Start of Entries supplied

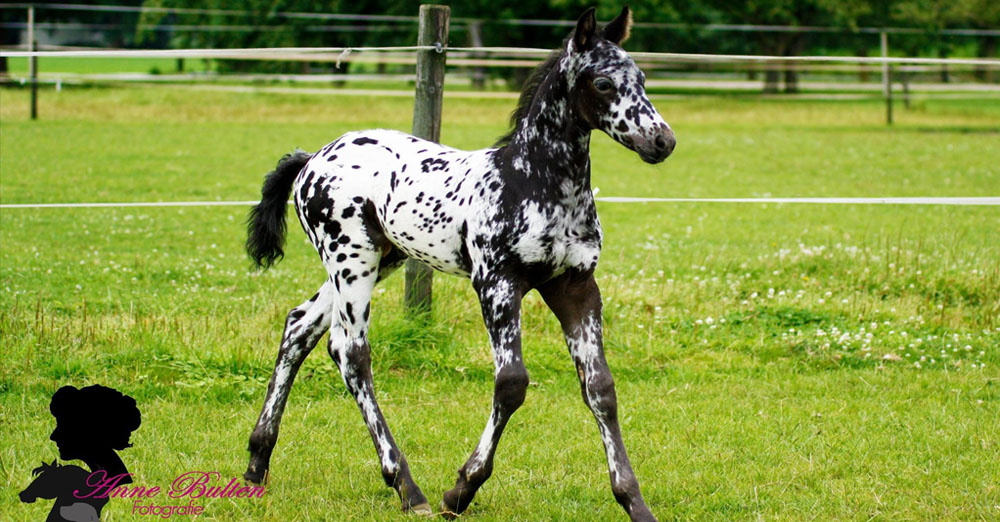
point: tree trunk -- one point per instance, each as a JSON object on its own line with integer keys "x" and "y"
{"x": 943, "y": 53}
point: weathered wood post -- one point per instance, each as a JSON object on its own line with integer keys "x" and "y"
{"x": 33, "y": 63}
{"x": 433, "y": 31}
{"x": 886, "y": 76}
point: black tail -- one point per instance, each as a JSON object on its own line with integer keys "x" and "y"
{"x": 266, "y": 222}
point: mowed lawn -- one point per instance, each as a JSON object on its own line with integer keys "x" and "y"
{"x": 773, "y": 362}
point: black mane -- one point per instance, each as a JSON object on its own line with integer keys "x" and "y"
{"x": 528, "y": 92}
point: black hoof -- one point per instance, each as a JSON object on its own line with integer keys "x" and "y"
{"x": 257, "y": 478}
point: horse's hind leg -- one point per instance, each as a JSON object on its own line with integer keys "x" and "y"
{"x": 351, "y": 352}
{"x": 304, "y": 326}
{"x": 576, "y": 300}
{"x": 501, "y": 304}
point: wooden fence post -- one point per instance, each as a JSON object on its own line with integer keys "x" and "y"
{"x": 427, "y": 103}
{"x": 33, "y": 63}
{"x": 886, "y": 76}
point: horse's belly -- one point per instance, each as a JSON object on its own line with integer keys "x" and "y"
{"x": 426, "y": 226}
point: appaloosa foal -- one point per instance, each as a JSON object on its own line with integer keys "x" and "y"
{"x": 512, "y": 218}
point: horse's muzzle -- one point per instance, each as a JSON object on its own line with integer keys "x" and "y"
{"x": 657, "y": 149}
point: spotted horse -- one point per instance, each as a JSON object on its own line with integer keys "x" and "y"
{"x": 512, "y": 218}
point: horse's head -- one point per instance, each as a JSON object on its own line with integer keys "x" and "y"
{"x": 609, "y": 89}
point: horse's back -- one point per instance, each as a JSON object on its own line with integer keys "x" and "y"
{"x": 418, "y": 193}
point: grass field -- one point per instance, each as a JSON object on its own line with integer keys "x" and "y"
{"x": 778, "y": 362}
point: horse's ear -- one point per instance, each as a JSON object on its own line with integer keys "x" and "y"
{"x": 618, "y": 29}
{"x": 586, "y": 27}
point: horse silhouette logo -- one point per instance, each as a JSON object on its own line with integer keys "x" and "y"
{"x": 92, "y": 423}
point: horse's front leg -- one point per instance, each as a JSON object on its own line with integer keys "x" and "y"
{"x": 501, "y": 303}
{"x": 576, "y": 301}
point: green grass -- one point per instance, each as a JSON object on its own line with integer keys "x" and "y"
{"x": 781, "y": 362}
{"x": 78, "y": 65}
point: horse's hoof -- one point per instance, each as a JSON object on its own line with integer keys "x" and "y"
{"x": 423, "y": 510}
{"x": 256, "y": 478}
{"x": 447, "y": 513}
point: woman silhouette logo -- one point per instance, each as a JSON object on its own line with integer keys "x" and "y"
{"x": 91, "y": 424}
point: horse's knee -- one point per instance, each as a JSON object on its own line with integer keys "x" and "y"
{"x": 390, "y": 469}
{"x": 511, "y": 386}
{"x": 599, "y": 392}
{"x": 625, "y": 488}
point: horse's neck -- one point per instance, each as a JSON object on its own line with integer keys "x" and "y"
{"x": 550, "y": 151}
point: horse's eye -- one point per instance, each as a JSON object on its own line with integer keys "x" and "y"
{"x": 603, "y": 85}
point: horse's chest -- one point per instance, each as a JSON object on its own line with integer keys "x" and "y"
{"x": 558, "y": 237}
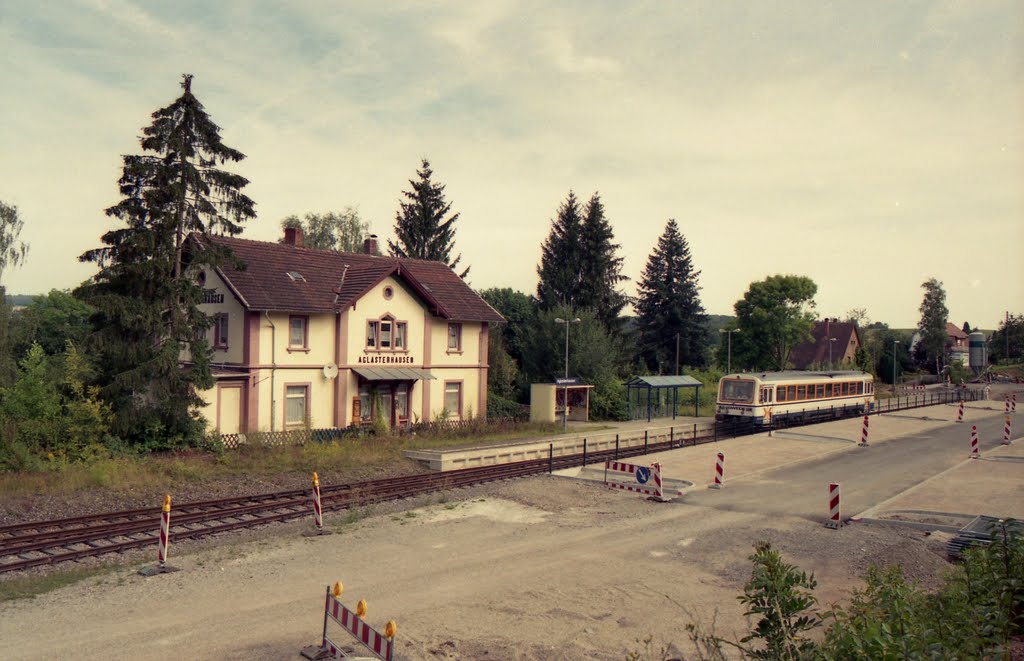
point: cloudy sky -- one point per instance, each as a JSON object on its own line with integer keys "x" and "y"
{"x": 868, "y": 145}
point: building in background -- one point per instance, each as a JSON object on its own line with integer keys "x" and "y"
{"x": 314, "y": 339}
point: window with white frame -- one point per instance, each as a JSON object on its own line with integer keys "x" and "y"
{"x": 296, "y": 408}
{"x": 298, "y": 335}
{"x": 453, "y": 398}
{"x": 386, "y": 334}
{"x": 220, "y": 331}
{"x": 455, "y": 337}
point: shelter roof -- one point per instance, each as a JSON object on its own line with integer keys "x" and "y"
{"x": 666, "y": 382}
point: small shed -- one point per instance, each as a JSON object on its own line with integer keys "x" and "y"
{"x": 650, "y": 395}
{"x": 547, "y": 401}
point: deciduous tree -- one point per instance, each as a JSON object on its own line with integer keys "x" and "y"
{"x": 147, "y": 306}
{"x": 774, "y": 315}
{"x": 669, "y": 305}
{"x": 343, "y": 231}
{"x": 934, "y": 314}
{"x": 425, "y": 224}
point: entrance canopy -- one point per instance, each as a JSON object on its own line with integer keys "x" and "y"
{"x": 656, "y": 391}
{"x": 393, "y": 373}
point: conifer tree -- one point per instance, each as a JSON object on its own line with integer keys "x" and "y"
{"x": 580, "y": 267}
{"x": 560, "y": 258}
{"x": 669, "y": 305}
{"x": 147, "y": 305}
{"x": 600, "y": 267}
{"x": 423, "y": 226}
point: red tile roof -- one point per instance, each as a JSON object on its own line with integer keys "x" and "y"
{"x": 326, "y": 284}
{"x": 815, "y": 351}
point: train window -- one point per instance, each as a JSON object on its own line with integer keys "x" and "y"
{"x": 737, "y": 390}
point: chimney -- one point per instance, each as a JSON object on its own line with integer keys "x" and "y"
{"x": 293, "y": 236}
{"x": 370, "y": 245}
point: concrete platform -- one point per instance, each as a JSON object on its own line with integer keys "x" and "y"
{"x": 631, "y": 435}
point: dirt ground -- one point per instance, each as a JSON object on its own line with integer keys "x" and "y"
{"x": 540, "y": 568}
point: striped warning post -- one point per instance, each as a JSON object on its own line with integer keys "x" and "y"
{"x": 380, "y": 645}
{"x": 165, "y": 532}
{"x": 719, "y": 473}
{"x": 317, "y": 508}
{"x": 835, "y": 517}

End of Entries supplied

About this exercise ->
Only the lines from the one containing "point: dirt ground" through the end of the material should be reproduced, exactly, with both ends included.

Answer to the problem ->
point: dirt ground -- one point per instance, each as a JSON object on its own line with integer keys "x" and "y"
{"x": 540, "y": 568}
point: striped warning post -- one point per instance, each as a JSON object on its own line with integer keys "x" and "y"
{"x": 380, "y": 645}
{"x": 165, "y": 532}
{"x": 719, "y": 473}
{"x": 317, "y": 508}
{"x": 835, "y": 517}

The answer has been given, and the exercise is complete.